▶ [Your goal]: I would like every line of the records below that contains the word "blurred" copied.

Phrase grounding data:
Start of Block
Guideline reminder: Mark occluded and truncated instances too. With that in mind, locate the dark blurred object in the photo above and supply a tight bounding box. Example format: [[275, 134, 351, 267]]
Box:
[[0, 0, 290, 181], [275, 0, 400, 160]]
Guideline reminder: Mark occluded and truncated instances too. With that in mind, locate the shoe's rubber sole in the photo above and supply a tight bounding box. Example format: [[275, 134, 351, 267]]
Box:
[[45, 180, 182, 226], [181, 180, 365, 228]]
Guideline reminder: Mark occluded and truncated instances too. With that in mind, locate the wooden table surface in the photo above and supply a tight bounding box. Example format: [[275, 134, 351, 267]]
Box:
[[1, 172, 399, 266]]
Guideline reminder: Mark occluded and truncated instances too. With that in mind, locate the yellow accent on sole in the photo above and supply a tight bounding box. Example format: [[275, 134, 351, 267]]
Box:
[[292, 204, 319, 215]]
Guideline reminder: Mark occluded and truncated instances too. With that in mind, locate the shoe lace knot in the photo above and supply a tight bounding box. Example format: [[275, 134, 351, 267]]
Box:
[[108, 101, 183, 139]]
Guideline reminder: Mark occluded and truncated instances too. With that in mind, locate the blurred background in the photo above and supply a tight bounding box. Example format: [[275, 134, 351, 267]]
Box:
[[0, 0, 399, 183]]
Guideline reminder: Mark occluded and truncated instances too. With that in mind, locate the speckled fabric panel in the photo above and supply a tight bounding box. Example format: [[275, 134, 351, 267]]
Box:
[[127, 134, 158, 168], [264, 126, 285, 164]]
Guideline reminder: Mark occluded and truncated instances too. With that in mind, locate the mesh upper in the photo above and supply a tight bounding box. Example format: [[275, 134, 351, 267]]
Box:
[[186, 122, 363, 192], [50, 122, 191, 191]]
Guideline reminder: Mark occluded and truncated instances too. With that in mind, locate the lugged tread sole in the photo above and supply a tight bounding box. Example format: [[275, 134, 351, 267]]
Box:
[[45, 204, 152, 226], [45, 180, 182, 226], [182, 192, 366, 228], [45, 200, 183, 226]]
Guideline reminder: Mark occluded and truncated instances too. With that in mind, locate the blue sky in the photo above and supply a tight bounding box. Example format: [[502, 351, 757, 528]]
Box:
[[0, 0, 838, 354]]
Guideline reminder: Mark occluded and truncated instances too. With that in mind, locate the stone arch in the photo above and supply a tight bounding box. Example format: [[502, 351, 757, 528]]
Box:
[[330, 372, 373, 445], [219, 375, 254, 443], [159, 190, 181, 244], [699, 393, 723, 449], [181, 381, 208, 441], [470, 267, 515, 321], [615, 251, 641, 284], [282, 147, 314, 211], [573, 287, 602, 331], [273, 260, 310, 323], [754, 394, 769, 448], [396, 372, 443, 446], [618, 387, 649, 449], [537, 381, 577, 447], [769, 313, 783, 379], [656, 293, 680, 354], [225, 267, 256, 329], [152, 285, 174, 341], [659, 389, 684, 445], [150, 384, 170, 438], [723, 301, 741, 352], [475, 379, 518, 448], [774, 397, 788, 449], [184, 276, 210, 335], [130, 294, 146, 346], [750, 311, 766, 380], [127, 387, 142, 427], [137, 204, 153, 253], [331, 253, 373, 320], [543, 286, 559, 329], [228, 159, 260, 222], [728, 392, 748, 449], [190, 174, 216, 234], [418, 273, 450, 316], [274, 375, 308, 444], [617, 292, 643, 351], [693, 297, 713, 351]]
End of Block
▶ [Task result]:
Guideline reminder: Mark occluded and truncated instances too. With that in mind, locate the dark blurred object in the photo above and supply a tight bounding box. Example format: [[275, 134, 351, 267]]
Guideline reminder: Mark occluded and truncated instances too. With that in mind, locate the blurred background in the photo above and supply a tight bounding box. Example format: [[275, 134, 351, 267]]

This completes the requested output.